I’ve witnessed wholesale change first-hand in the industry. I remember the hours spent in the mailroom, packing 400-plus press packs in time for the five o’clock post, faxing statements to the newsroom and biking physical photos across to hugely influential lifestyle magazines. We had an intranet of sorts, but you were lucky enough to receive only a handful of emails, most of which were actually important.
That was in 1998 and, although some fundamentals remain, the communications business is now vastly different. It has been an exciting ride and some may be tempted to breathe out, relax and remain comfortable in the belief that we’ve finally come through the other side of this revolution.
However, this is just the beginning.
Futurist Ray Kurzweil talks of the law of accelerating returns, where human progress has the ability to evolve at an ever-increasing rate. Artificial intelligence (AI), the current industry buzz-term, will be eventually superseded by artificial super-intelligence (ASI), defined by philosopher Nick Bostrom as “an intellect that is much smarter than the best human brains in practically every field, including scientific creativity, general wisdom and social skills”. Varying arguments exist as to when, or if, this will happen and what the implications are. How many communications pros understand how this might affect our world in the future?
Forget tomorrow. What about today? How many experts in the multi-billion dollar social media industry are aware that more than 75% of online content is being shared through dark channels (channels that are undetectable through analytics engines) and not through Facebook and Twitter? This presents an enormous challenge to our clients and the industry.
We’ve all got to stay engaged with technology. We’ve all got to dissect new innovations, debate their usage, explore and expound upon their merits, insist that clients try them out, be willing to fail, and try again. Gartner predicts that by 2017 the chief marketing officer will be spending more on technology than the chief information officer. The geeks are inheriting the earth, so get on board.
The successful marketer will grapple with this rapidly changing world, embrace it and be invigorated by it. One thing for sure – and to borrow from Bowie – is that we don’t know where we’re going from here, but it won’t be boring.

[Coordinate annotation entries]
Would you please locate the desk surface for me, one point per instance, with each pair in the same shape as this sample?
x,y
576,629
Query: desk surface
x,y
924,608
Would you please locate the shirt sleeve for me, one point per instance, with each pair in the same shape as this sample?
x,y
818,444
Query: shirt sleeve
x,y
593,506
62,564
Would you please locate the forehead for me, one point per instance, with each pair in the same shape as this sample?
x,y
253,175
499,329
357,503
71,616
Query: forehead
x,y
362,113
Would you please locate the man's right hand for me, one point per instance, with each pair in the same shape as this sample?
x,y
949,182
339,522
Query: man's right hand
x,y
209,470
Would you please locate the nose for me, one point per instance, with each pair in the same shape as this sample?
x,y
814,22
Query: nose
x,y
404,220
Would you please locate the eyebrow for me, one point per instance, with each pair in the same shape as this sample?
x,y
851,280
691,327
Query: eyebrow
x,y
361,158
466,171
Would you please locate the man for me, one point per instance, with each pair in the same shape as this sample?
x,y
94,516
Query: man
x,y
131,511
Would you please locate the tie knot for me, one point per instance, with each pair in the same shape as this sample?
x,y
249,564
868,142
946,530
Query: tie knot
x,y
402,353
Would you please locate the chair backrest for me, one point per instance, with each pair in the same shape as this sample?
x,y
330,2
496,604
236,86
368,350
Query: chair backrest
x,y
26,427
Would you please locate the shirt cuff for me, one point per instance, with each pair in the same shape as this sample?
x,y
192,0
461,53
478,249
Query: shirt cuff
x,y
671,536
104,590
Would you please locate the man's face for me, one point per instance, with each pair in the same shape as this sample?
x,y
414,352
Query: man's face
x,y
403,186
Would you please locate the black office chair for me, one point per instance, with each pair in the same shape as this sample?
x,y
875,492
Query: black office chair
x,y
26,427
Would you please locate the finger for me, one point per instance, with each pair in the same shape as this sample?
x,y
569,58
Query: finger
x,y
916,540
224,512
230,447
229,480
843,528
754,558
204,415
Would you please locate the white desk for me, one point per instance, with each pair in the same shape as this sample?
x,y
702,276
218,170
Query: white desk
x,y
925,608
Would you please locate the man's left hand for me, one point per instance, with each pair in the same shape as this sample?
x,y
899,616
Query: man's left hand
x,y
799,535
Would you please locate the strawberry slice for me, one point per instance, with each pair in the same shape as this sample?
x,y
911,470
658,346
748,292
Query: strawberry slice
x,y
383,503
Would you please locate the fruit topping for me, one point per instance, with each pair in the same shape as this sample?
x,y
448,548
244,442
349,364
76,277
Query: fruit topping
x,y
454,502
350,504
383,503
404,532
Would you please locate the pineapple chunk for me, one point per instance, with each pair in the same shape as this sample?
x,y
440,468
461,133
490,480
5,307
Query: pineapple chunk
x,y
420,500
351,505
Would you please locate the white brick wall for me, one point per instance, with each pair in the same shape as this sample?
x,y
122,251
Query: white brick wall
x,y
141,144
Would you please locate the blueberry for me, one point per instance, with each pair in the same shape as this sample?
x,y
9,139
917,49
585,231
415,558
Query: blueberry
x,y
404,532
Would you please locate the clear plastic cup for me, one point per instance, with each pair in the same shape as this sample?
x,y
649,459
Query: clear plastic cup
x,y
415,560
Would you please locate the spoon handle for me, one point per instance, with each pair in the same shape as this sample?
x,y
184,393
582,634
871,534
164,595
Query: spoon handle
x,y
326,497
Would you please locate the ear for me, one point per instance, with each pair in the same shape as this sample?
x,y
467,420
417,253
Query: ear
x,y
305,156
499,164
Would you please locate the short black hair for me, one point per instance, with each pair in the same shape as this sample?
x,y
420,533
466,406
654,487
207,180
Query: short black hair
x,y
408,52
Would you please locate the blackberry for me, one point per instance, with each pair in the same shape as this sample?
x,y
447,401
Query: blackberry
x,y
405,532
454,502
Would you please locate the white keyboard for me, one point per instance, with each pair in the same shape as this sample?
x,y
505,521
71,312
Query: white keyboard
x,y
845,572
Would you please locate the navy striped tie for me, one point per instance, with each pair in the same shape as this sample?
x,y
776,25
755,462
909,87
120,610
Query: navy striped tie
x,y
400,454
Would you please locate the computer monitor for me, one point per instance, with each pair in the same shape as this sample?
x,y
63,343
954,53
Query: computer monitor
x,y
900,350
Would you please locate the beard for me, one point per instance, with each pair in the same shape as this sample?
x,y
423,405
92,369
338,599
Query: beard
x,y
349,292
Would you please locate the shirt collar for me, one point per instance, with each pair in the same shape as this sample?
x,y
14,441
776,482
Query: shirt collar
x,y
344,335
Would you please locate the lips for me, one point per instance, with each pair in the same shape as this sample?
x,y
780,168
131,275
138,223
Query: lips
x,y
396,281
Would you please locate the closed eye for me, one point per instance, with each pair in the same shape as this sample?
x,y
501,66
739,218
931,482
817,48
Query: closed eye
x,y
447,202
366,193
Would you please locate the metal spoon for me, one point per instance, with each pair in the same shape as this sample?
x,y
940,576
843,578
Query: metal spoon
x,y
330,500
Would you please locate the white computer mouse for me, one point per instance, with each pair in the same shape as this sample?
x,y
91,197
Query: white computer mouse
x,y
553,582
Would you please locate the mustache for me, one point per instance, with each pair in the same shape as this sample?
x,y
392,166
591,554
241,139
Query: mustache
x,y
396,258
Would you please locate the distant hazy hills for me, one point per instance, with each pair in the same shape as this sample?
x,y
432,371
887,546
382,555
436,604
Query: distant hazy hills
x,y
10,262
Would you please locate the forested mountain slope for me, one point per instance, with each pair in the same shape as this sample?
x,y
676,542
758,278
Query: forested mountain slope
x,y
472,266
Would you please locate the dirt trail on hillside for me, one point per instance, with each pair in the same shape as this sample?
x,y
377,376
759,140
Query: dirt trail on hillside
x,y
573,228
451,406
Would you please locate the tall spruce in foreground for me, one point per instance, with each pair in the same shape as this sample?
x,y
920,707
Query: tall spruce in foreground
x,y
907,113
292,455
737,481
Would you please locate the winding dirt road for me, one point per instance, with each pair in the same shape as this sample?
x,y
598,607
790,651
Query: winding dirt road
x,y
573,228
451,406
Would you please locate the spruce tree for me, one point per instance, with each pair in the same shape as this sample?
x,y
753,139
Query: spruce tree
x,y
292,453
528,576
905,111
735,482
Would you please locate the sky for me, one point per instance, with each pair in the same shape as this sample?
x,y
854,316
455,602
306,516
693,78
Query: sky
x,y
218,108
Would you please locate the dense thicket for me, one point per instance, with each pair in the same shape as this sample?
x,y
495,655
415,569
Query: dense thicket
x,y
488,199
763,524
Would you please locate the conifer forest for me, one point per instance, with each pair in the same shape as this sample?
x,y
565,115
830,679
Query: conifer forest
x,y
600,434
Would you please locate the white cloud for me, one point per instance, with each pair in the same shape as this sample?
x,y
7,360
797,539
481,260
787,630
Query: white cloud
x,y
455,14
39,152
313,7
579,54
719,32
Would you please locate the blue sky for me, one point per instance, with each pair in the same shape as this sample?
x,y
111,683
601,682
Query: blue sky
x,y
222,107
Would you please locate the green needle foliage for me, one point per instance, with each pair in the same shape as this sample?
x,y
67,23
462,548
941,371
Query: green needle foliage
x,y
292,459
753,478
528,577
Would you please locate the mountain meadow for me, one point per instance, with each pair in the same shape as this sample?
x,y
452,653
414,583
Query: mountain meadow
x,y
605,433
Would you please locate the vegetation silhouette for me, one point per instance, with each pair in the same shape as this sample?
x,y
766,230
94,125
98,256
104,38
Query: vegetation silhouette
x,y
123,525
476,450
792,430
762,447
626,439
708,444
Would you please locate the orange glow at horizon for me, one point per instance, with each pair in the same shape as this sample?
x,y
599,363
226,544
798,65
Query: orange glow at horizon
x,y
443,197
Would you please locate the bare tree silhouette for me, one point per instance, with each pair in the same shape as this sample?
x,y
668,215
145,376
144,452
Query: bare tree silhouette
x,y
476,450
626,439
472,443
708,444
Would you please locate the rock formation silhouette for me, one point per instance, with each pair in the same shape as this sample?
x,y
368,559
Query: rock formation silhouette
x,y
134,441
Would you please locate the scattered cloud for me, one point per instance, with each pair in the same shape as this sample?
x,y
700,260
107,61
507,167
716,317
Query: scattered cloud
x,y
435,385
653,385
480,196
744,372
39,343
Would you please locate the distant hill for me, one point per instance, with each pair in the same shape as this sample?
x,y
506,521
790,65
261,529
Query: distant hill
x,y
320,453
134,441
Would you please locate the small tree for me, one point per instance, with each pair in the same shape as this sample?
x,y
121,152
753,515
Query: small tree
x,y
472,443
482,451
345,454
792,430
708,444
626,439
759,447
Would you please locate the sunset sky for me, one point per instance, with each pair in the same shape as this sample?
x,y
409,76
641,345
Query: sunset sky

### Stated task
Can you transcribe the part of the text on the changing communications business, starting with "I’ve witnessed wholesale" and going on through "just the beginning."?

### Exercise output
I’ve witnessed wholesale change first-hand in the industry. I remember the hours spent in the mailroom, packing 400-plus press packs in time for the five o’clock post, faxing statements to the newsroom and biking physical photos across to hugely influential lifestyle magazines. We had an intranet of sorts, but you were lucky enough to receive only a handful of emails, most of which were actually important.
That was in 1998 and, although some fundamentals remain, the communications business is now vastly different. It has been an exciting ride and some may be tempted to breathe out, relax and remain comfortable in the belief that we’ve finally come through the other side of this revolution.
However, this is just the beginning.